• _What needs to be done_
Print every entry exactly as written.

>> start

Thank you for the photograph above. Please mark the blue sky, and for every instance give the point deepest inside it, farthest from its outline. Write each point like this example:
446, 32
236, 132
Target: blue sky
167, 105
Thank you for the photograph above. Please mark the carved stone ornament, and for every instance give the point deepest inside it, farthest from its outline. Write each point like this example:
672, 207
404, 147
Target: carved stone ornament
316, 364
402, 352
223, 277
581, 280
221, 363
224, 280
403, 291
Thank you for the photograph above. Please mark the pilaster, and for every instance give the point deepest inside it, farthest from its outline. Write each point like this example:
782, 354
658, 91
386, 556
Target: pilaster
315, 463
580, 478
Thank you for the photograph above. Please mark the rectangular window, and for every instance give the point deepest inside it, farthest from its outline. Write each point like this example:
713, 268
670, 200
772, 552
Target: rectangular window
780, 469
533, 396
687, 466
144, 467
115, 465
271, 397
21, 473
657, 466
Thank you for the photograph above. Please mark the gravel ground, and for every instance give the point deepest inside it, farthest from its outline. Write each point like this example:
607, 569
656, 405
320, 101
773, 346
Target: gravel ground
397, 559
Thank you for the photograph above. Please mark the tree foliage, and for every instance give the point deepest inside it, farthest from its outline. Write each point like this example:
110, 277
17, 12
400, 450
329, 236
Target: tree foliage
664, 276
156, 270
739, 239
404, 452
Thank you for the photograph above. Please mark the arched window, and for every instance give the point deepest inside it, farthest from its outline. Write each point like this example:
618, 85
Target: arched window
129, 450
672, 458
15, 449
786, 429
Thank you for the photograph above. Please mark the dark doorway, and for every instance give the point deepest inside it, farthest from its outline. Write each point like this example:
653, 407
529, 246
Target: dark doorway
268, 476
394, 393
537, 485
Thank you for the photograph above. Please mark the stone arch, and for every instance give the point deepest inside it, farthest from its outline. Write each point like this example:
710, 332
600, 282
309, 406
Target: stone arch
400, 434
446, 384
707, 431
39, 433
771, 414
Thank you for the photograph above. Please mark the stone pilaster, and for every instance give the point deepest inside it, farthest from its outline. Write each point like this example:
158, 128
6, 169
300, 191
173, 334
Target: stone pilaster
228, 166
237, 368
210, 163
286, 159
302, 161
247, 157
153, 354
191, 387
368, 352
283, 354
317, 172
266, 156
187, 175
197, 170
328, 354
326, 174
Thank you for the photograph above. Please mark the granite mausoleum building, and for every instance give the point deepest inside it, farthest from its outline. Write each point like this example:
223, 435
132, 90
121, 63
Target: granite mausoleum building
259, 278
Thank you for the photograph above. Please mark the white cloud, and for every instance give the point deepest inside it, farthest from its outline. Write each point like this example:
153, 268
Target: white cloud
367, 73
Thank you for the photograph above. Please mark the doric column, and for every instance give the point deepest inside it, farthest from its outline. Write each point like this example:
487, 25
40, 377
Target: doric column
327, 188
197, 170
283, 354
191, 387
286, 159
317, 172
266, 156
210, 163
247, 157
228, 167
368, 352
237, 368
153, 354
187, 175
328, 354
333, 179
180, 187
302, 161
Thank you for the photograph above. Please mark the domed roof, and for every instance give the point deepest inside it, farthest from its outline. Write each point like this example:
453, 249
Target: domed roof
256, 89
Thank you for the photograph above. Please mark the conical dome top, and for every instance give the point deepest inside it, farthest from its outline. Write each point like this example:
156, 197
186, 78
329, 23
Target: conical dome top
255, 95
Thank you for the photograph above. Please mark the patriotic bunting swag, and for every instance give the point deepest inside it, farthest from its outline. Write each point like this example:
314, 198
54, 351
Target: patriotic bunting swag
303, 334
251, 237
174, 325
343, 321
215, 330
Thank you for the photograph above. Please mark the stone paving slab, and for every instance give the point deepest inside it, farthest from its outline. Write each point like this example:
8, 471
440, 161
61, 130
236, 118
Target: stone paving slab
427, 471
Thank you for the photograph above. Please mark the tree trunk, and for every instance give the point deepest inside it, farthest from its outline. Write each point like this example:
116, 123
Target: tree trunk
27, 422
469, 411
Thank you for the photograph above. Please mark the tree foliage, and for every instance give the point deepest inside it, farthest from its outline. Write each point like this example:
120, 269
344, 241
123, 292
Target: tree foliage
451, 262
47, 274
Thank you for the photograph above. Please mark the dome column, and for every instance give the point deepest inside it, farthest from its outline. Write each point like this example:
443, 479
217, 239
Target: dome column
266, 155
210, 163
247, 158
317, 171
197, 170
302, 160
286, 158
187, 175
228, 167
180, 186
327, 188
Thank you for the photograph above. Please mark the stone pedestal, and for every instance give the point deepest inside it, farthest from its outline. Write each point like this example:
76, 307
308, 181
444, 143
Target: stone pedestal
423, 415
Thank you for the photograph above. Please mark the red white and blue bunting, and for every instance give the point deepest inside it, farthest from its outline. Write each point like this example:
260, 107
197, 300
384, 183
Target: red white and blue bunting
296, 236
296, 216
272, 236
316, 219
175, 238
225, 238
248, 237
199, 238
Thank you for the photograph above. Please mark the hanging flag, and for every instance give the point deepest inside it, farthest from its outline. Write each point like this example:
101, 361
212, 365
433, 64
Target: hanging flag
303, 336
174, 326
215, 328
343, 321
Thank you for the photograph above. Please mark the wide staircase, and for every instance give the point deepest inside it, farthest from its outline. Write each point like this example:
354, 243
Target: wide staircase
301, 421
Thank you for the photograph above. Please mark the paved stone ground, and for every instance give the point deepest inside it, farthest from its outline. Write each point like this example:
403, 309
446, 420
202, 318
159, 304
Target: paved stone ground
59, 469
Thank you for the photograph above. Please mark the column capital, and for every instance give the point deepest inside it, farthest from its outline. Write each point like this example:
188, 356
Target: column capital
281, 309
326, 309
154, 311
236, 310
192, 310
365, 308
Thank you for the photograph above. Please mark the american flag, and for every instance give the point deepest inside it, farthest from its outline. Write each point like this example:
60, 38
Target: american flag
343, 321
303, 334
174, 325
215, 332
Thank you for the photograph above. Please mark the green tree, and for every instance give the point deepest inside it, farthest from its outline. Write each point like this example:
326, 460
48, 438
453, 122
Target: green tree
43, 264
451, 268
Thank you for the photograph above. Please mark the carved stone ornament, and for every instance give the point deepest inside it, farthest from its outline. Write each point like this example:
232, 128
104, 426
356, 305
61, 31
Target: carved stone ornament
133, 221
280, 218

>> end

• _Completed exercise_
Thank you for the photograph above. Please mark the blue sky, and for every instance give the point deepest inside it, farthest from its outline. Write each point like this example:
446, 32
236, 132
Target: blue sky
167, 105
Thank you for the photograph above. Please mark the carved stone ornament, and for every instance give the point deepest inside it, farthest from its outline. Write each point like this example:
672, 207
404, 147
Target: carved stone ornament
316, 364
402, 352
223, 277
581, 280
221, 363
224, 280
403, 291
Thank you for the photograph above. Please mark the pilaster, and for every instance give the point deepest inside it, farthest from its outline. Write each point like this example:
782, 354
658, 91
386, 556
Target: pilaster
315, 463
580, 478
Thank you for the photograph above. Please mark the rectangular window, and for every instance give the point deepest inside it, farthest from its outline. Write each point like this example:
713, 268
670, 200
772, 552
Target: rectangular window
780, 469
533, 396
687, 466
144, 467
115, 465
271, 397
21, 473
657, 466
Thank you for the photograph above. Please mark the gravel ground, and for every instance give the point deepest inside it, farthest from its outline. Write each point like this example:
607, 569
656, 405
320, 101
773, 346
Target: gravel ground
397, 559
Thank you for the photograph above. Please mark the tree foliage, and for every instance give the point deepest inside it, farthest from its outline. Write each point like this example:
110, 277
17, 12
400, 450
329, 236
Target: tree foliage
664, 276
156, 270
739, 239
404, 452
Thank you for the photograph above. Please mark the arched window, and for every instance give the point deepest inside it, farthest from its outline. Write each point like this example:
618, 85
Target: arched window
129, 450
672, 458
15, 449
786, 429
Thank you for the photograph above. Please mark the dark doorway, and for every instance give the point deepest inside it, farthest from its outline. Write each point like this example:
653, 407
529, 246
Target: dark doorway
268, 476
394, 393
537, 485
Thank you for the photograph above. Please mark the stone arch, and for every instance give the point deepest inside it, farthest from its outline. Write each point like this example:
710, 332
600, 282
309, 406
Target: stone arch
400, 434
446, 384
707, 431
39, 433
771, 414
Thank you for the photograph above. Please mark the stone pilaster, and for every instance give the point deepest inside it, farthest from its outline. Write each point like this example:
158, 128
6, 169
300, 191
173, 334
Target: stone pilaster
228, 166
237, 368
210, 163
286, 159
302, 161
247, 157
153, 354
191, 387
368, 352
283, 354
317, 172
266, 156
187, 175
197, 170
328, 354
326, 174
Thank you for the photograph above. Please mark the granite mausoleum building, and for every instance give the point deepest inside it, farthest from its outline. Write each point like this example:
223, 435
132, 90
121, 63
Target: granite mausoleum building
259, 278
Thank you for the photograph above. Please mark the white cloud, and for every instance give the point deepest inside it, farthest from its outline. Write each point like this example:
153, 268
Target: white cloud
367, 73
Thank you for the photograph above. Please mark the doric column, and for every instance give the point deepest inside it, farthest from its outline. Write each point like this example:
487, 25
40, 377
Target: doric column
327, 188
197, 170
283, 354
191, 387
286, 159
317, 172
266, 156
210, 163
247, 157
228, 167
368, 352
237, 368
153, 354
187, 175
328, 354
333, 179
180, 187
302, 161
Thank you for the photograph above. Please mark the domed roof, and for every instance give the point deepest inside it, farthest from its outline. Write each point like this example:
453, 249
Target: domed roof
256, 89
Thank you for the photograph above. Please mark the conical dome top, and for every instance give the point deepest inside it, farthest from its outline. Write each point like this example:
156, 197
186, 78
329, 23
Target: conical dome top
255, 95
Thank you for the photograph above. Please mark the patriotic bunting swag, and for every instance give the point deepest inside it, farthest from its outline. Write each point like this example:
314, 198
54, 351
Target: patriotic bunting swag
303, 334
251, 237
174, 325
343, 321
215, 330
Thank you for the photograph above. Please mark the stone paving slab, and for every instance give the point deepest inside it, farthest from its outline. Write each point like this example:
8, 471
440, 161
61, 130
236, 118
Target: stone paving slab
427, 471
Thank you for the photograph above. Please mark the tree trunk, and for every instance give the point deepest inside it, farthest from its outline. Write each point like this example:
116, 123
Target: tree trunk
27, 422
469, 411
Thank you for the photograph above. Please mark the tree foliage, and for every instance give the point deepest inside it, farthest from its outline. Write each point like this example:
120, 269
344, 241
123, 292
Target: tree foliage
451, 262
47, 274
Thank you for the photograph above. Please mark the dome column, and for every instance give the point deepest inside it, farthest from its outline. Write each point like this example:
443, 479
217, 239
Target: dome column
266, 155
210, 163
247, 158
317, 171
197, 170
302, 160
286, 158
187, 175
228, 167
180, 186
327, 188
Thank you for the photograph above. Please mark the stone pedestal, and for every instance give the point deepest inside it, farthest from its outline. Write each point like this example:
76, 307
308, 181
444, 143
Target: stone pedestal
423, 415
Thank you for the photograph above. Please mark the red white and blue bunting, and for every instance give the point deepest inside it, farthest from its outline. Write each point like this example:
260, 107
197, 300
384, 183
Target: red white and blue bunting
296, 236
296, 216
272, 236
316, 219
175, 238
225, 238
248, 237
199, 238
Thank you for the photograph above. Please mark the hanging flag, and for every instance give the point deepest inside it, farthest from its outline. Write each point like this example:
101, 361
212, 365
433, 64
Target: hanging flag
303, 336
174, 326
215, 328
343, 321
Thank you for the photograph above. Please mark the wide staircase, and for every instance give the point deepest inside it, farthest from its outline. Write each point like this example:
354, 243
Target: wide staircase
301, 421
Thank you for the photograph above. Please mark the paved stone ground, and for every instance give the point deepest inside it, farthest from its outline. Write each point like this example:
403, 309
446, 420
202, 318
159, 304
Target: paved stone ground
59, 469
Thank you for the photograph above. Please mark the column capital, and for every instance give the point deepest inside it, farthest from its outline. Write each point like this example:
188, 356
Target: column capital
281, 309
326, 309
154, 311
236, 310
192, 310
365, 308
Thank you for the photograph above. Please mark the american flag, and for every instance give the point deepest inside it, farthest from its outline. Write each point like this example:
60, 38
Target: american flag
343, 321
303, 334
174, 325
215, 332
Thank you for the photograph above. Please mark the green tree, and for every instance give the point deepest inside it, farthest from its outline. Write each point like this example:
326, 460
48, 438
453, 122
Target: green tree
43, 264
451, 268
Thank you for the photograph above. Please mark the carved stone ornament, and for every instance give the point deepest inside it, farthest from its outline. Write each point like this example:
232, 128
104, 426
356, 305
61, 31
Target: carved stone ornament
133, 221
280, 218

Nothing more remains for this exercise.